Records excerpted from a collection >>
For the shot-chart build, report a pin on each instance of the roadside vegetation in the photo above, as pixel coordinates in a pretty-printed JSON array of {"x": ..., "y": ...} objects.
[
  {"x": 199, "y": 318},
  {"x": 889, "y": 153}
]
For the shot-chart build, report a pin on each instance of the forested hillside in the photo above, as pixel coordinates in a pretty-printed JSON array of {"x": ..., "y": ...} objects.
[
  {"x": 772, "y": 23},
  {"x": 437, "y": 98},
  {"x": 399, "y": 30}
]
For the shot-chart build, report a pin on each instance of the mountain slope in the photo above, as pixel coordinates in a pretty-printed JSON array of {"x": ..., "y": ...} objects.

Task requirements >>
Please restate, exactly as written, the line that holds "of the forested" and all remaining lines of the data above, and only those.

Response box >>
For the shot-chart build, report a pin on each instance of the forested hillside in the photo above, as pixel coordinates in a pretty-printed JSON array of {"x": ..., "y": ...} objects.
[
  {"x": 772, "y": 23},
  {"x": 437, "y": 98},
  {"x": 399, "y": 30}
]
For the shot-chart build, report a pin on each instance of the mountain slope in the photo above, as pixel coordinates in a pretty-printed JSON array of {"x": ..., "y": ...} objects.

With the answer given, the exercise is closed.